Work required ▸ In how many lines of the records does the string "rough" appear? State only the number.

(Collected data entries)

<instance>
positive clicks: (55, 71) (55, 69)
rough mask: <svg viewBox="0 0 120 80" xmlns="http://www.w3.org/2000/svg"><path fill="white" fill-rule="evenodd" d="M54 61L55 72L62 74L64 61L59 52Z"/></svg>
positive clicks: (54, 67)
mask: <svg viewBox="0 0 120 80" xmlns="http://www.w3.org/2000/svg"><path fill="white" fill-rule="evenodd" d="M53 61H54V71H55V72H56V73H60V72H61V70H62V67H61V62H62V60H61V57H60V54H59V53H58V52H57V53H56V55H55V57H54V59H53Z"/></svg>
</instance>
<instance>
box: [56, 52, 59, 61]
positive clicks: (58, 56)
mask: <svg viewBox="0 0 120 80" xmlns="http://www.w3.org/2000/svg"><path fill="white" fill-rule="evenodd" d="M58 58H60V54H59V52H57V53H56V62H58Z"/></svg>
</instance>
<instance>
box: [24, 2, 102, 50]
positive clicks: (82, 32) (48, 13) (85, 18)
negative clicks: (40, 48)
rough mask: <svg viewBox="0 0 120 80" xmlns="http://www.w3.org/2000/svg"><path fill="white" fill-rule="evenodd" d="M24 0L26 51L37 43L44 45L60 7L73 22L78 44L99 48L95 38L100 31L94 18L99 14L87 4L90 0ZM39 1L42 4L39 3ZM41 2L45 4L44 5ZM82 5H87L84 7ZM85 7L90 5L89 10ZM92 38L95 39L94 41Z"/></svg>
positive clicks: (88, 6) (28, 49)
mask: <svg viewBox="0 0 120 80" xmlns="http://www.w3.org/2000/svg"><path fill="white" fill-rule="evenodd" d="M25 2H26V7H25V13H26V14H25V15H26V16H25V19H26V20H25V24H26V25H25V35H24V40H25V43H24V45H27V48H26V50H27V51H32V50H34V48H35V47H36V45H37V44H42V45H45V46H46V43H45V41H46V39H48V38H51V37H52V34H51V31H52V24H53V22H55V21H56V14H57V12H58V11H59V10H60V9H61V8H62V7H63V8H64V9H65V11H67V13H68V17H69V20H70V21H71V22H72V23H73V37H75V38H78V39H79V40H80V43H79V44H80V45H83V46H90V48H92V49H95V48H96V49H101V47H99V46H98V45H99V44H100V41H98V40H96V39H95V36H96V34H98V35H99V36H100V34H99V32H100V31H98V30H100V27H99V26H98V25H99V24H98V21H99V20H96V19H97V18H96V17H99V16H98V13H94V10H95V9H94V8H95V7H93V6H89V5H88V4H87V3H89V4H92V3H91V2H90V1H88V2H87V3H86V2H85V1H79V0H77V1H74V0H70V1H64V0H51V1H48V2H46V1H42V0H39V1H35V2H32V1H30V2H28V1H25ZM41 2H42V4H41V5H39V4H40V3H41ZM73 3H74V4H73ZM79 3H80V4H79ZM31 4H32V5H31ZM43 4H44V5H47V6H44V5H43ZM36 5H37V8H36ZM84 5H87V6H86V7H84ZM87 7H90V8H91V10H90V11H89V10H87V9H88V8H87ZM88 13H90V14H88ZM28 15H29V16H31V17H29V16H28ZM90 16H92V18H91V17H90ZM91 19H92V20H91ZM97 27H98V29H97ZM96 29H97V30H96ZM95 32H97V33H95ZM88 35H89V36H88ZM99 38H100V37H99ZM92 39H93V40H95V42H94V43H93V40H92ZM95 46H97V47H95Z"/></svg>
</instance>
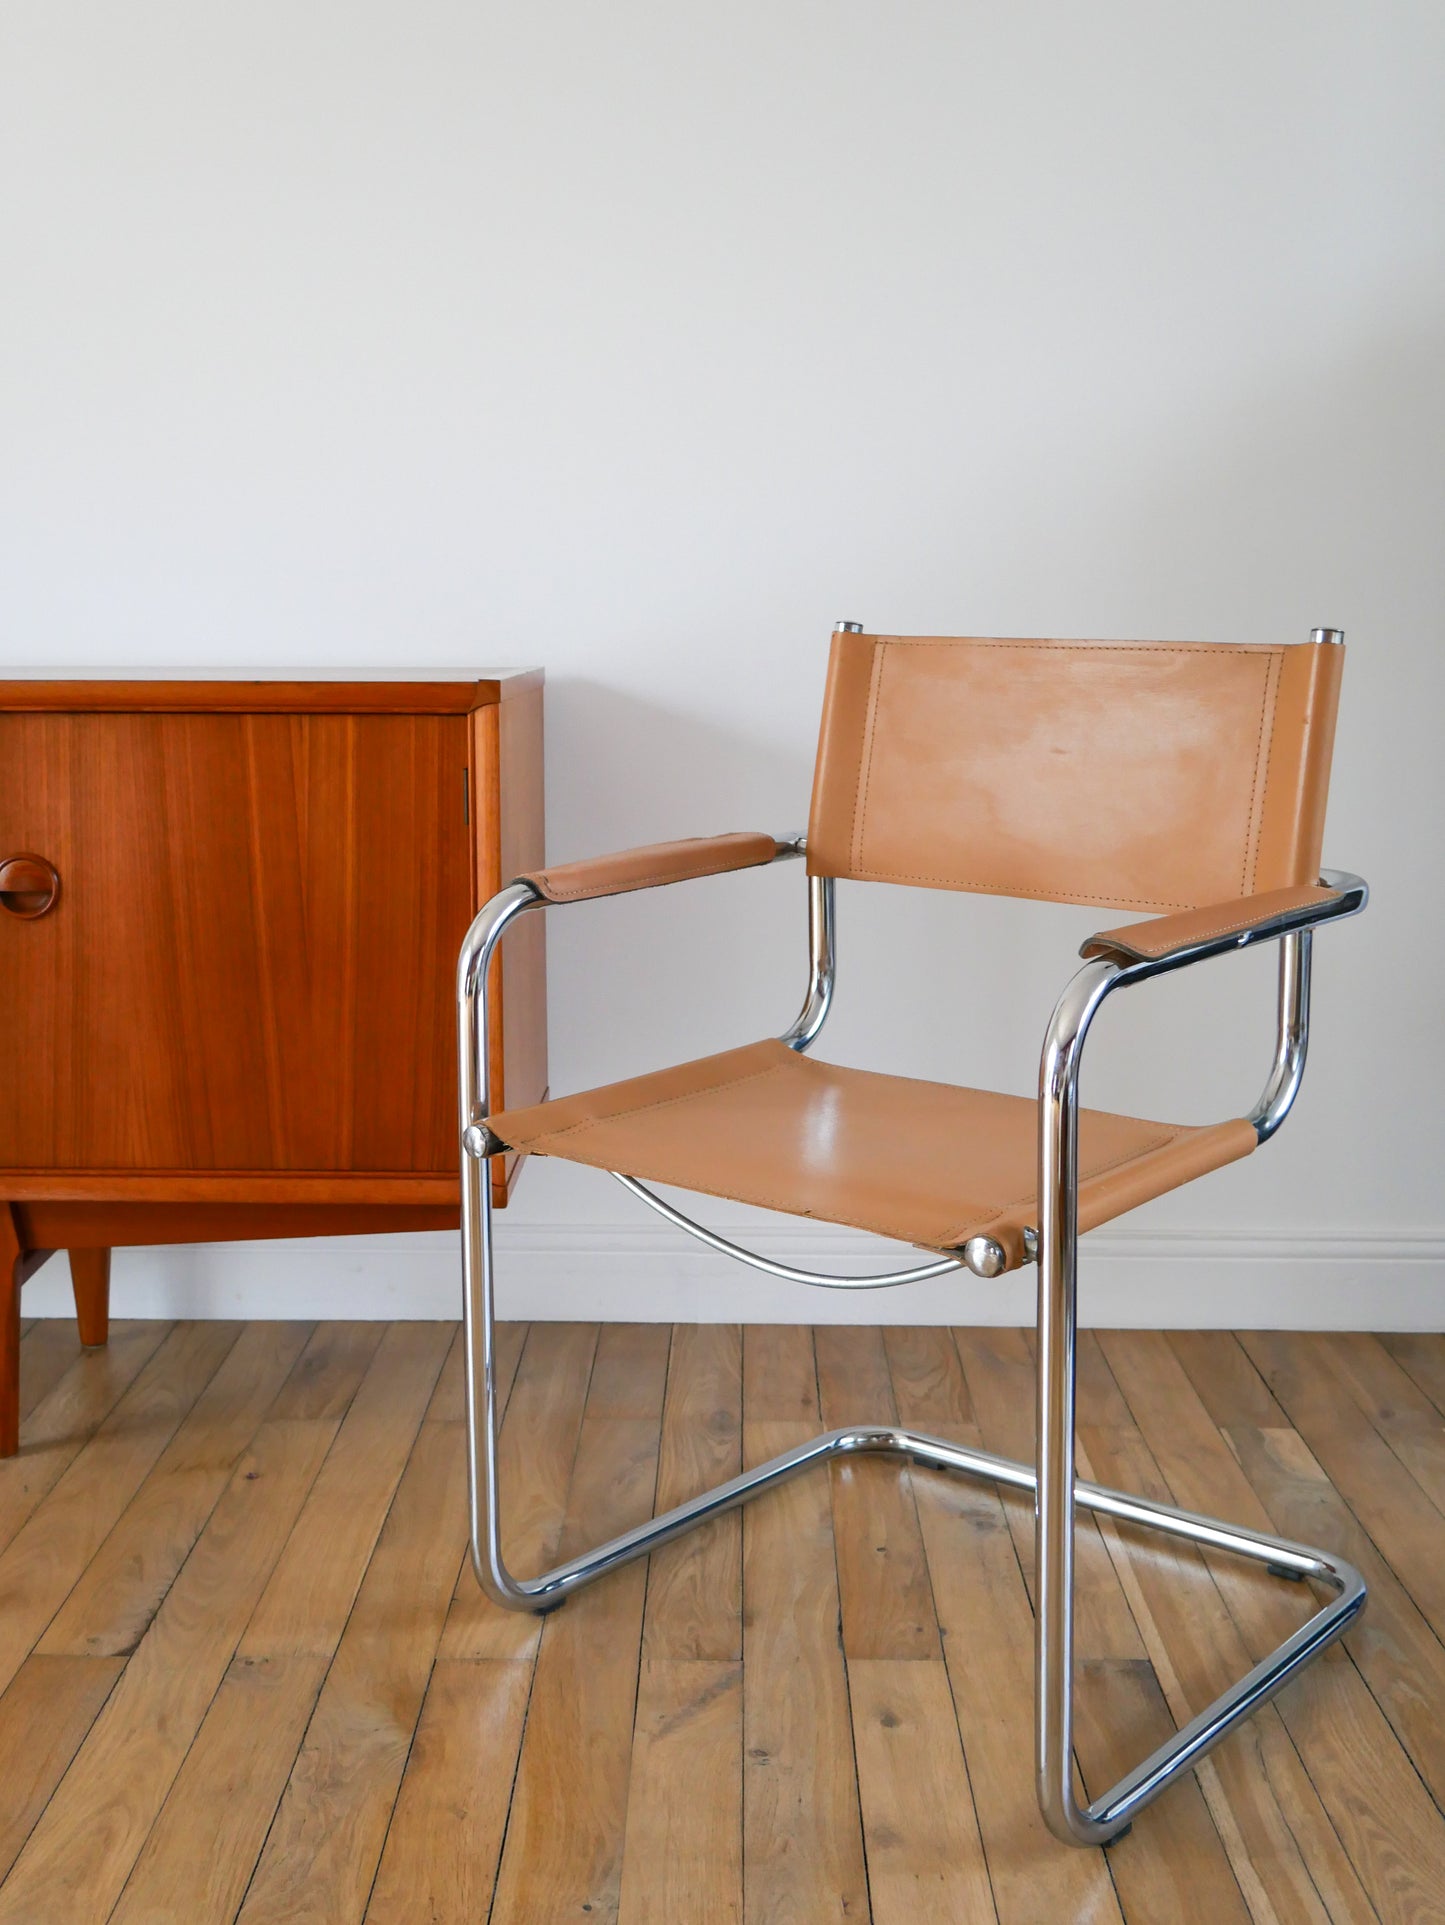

Answer to this exercise ▸ 2